• **Texte fourni**
Lorsque Marx, en 1843, alors âgé de 25 ans - c'est-à-dire au moment de son choix moral du
socialisme - dénonce la religion comme "opium du peuple" et caution
idéologique des répressions de la "Sainte Alliance", il souligne, dans
la même page (Critique de la philosophie du droit de Hegel, Pléiade, p 383) que la religion est "à la fois le reflet de la détresse humaine et la proptestation contre
cette détresse". Comme "protestation" elle peut donc, dans certaines
situations historiques, n'être pas un "opium", mais au contraire un
ferment de révolte.
Marx et Engels ont parfaitement conscience de "laïciser l'espérance
chrétienne du Royaume de Dieu" en marquant leur filiation avec Joachim
de Flore à travers son disciple le pasteur Thomas Münzer qui dirige, au
XVIème siècle, le soulèvement des paysans de Souabe, avec ce mot d'ordre
inscrit sur leurs bannières: "Seigneur, soutiens ta justice divine."
Engels parle de lui comme d'un "prophète de la révolution". Il ajoute:
"Le Royaume de Dieu était pour lui une société sans es, sans propriété
privée et sans Etat." Ce programme politique, conclut Engels, "frisait
le communisme", et cette "anticipation géniale" constituait un "arsenal
historique" plus riche que celui de toutes les sectes communistes
jusqu'en 1848 (c'est-à-dire jusqu'au Manifeste communiste de Marx et d'Engels).
L'inspirateur de Thomas Münzer (qu'Ernst Bloch appellera "le premier
théologien de la révolution") était Joachim de Flore, moine calabrais du
XIIe siècle, que Dante, dans sa Divine Comédie (Paradis XII, 141),
considère comme "doué d'un esprit prophétique". Pour Joachim de Flore,
l'exégèse n'est pas seulement une manière de lire les Evangiles, mais
de les vivre. C'est discerner, à la lumière de la révélation, les
"signes du temps", le sens des évènements contemporains, dans leur
rapport actuel avec cette révélation.
Pour comprendre le Nouveau testament, Joachim de Flore ne part ni des
Epîtres de saint Paul, ni des Evangiles synoptiques qui en sont
inspirés, mais de l'Apocalypse. Ce retour à la vision apocalyptique du
christianisme, radicalement opposée à la conception du constantinisme,
libère la lecture de Evangiles de ses perversions judaïsantes ou
hllénisantes.

• **Consigne 1**
D'après le texte sur Marx et la religion, quel nom Ernst Bloch donnera-t-il à Thomas Münzer ?
• **Consigne 2**
Présentez sous forme de liste le paragraphe du texte sur Marx et la religion qui commence par « L'inspirateur de Thomas Münzer », en conservant ses faits essentiels.
• **Consigne 3**
Rédigez la suite du texte sur Marx et la religion, à partir de sa dernière phrase.

• **Données**
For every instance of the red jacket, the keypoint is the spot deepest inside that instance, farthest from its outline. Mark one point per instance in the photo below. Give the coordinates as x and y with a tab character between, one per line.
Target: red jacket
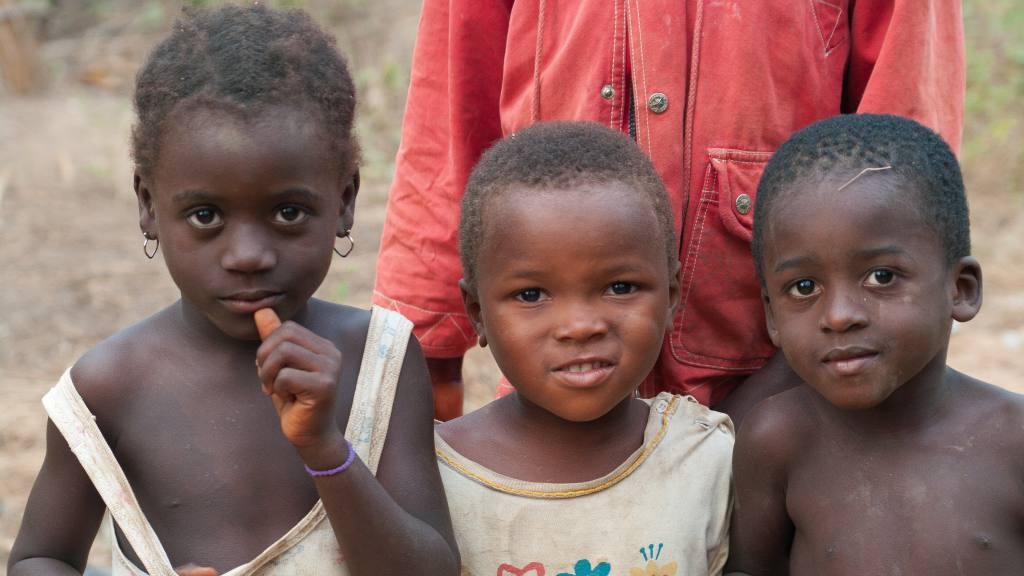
718	85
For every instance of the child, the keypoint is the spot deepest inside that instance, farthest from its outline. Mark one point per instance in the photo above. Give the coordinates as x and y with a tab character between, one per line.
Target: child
887	461
246	173
570	277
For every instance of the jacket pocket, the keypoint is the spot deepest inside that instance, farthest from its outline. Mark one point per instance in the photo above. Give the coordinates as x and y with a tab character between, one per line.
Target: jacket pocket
721	320
832	21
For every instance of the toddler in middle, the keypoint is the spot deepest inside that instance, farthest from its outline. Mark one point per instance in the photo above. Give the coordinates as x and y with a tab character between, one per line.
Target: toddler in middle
570	276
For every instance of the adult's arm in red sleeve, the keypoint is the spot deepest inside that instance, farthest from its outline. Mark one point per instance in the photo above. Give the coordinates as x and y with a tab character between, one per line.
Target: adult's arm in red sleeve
907	57
452	116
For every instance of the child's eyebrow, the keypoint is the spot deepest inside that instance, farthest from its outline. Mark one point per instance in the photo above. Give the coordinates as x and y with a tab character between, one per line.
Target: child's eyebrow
202	196
795	261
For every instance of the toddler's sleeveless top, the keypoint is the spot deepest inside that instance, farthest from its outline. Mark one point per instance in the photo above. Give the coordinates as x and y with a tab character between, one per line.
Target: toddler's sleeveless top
665	510
309	547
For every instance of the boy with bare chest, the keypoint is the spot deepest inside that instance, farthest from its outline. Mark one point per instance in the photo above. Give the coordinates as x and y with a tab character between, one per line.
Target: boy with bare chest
888	461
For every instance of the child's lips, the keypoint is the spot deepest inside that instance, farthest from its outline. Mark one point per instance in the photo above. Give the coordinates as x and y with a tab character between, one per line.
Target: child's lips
585	373
850	361
251	300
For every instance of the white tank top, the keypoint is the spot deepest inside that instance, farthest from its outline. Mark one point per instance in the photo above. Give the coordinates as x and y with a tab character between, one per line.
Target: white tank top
664	511
309	547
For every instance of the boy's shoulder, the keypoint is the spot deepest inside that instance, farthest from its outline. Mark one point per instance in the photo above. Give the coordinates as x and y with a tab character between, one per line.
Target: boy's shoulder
341	324
987	408
779	426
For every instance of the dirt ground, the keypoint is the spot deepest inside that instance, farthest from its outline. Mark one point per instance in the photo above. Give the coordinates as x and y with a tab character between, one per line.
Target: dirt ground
73	270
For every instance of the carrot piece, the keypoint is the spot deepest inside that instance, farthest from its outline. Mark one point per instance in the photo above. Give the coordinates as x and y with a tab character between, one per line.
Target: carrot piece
266	322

• **Réponse 1**
Il l'appellera « le premier théologien de la révolution ».

• **Réponse 2**
- Thomas Münzer a eu pour inspirateur Joachim de Flore, moine calabrais du XIIe siècle.
- Ernst Bloch appellera Münzer « le premier théologien de la révolution ».
- Dans la Divine Comédie (Paradis XII, 141), Dante juge Joachim de Flore « doué d'un esprit prophétique ».
- Pour Joachim de Flore, l'exégèse est une manière de lire les Évangiles, mais aussi de les vivre.
- Elle consiste à discerner, à la lumière de la révélation, les « signes du temps », c'est-à-dire le sens des événements contemporains dans leur rapport actuel avec cette révélation.

• **Réponse 3**
Le "millénarisme", refoulé depuis saint Augustin (Cité de Dieu, XX,
5 et 7), parce qu'il considérait l'Eglise comme cité parfaite et
détentrice du pouvoir jusqu'à la fin des temps, retrouve, avec Joachim
de Flore, sa signification militante: un appel à l'espérance pour
lutter, dés aujourd'hui, pour un Royaume de Dieu qui est "déjà là", en
tout acte d'amour, mais encore à venir pour que cette relation d'amour
devienne la régulatrice de toutes les strucures sociales.
Cette irruption du futur dans le présent est le ferment de l'histoire.
Joachim de Flore fait de la Trinité la clé du déchiffrement de
l'histoire humaine. " Les trois personnes de la Trinité sont trois états
du monde que les mystères de la Sainte Ecriture nous attestent: le
premier, lors duquel nous fûmes sous la loi; le second, lors duquel nous
fûmes sous la grâce; le troisième, que nous attendons et lors duquel
nous jouirons d'une grâce plus parfaite. La soumission fut la
caractéristique du premier état; le régime de la sagesse, celle du
second; la plénitude de l'intelligense, celle du troisième. Le premier
fut placé sous les auspices de la dépendance, le second sous ceux de la dépendance filiale; le troisième sous ceux de la liberté.La
"troisième alliance" ne sera plus celle d'Abraham avec Israël, ni de
Jésus, le Fils, avec l'Eglise, elle sera le règne de l'esprit, où Dieu
sera tout en tous, sans médiation d'une Eglise.
Elle sera, par rapport au christianisme actuel, ce que fut Jésus par
rapport au judaïsme: au terme de ce "dépassement", le "Saint-Esprit"
sera le sujet de la nouvelle initiative historique, libérant les hommes,
personnes ou institutions, de tout ce qui les enchaïnait au passé. Cet
appel à la création d'une cité nouvelle aura des échos dans tous les
mouvements révolutionnaires de l'Europe, de jean Hus à Thomas Münzer et à
Karl Marx.
Dans cette perspective, Jésus n'est pas venu pour accomplir l'histoire
du salut des hommes, mais pour ouvrir le futur à de nouveaux possibles
Marx apprend de Thomas Münzer, et,
au-delà, de Joachim de Flore, le sens de la rupture "apocalyptique"
nécessaire à toute révolution.
Si, en effet, le déterminisme historique est souverain, l'avenir ne peut
être qu'un prolongement du passé et du présent. C'est l'axiome majeur
de tout conservatisme. Alors que la transcendance, et non le
déterminisme, est le postulat nécessaire de toute révolutuon.
Marx, comme Kierkegaard, prend ainsi du recul par rapport à la
philosophie de l'histoire de Hegel, qui fait de l'homme un moment et un
instrument d'une logique prétendant exprimer un plan divin.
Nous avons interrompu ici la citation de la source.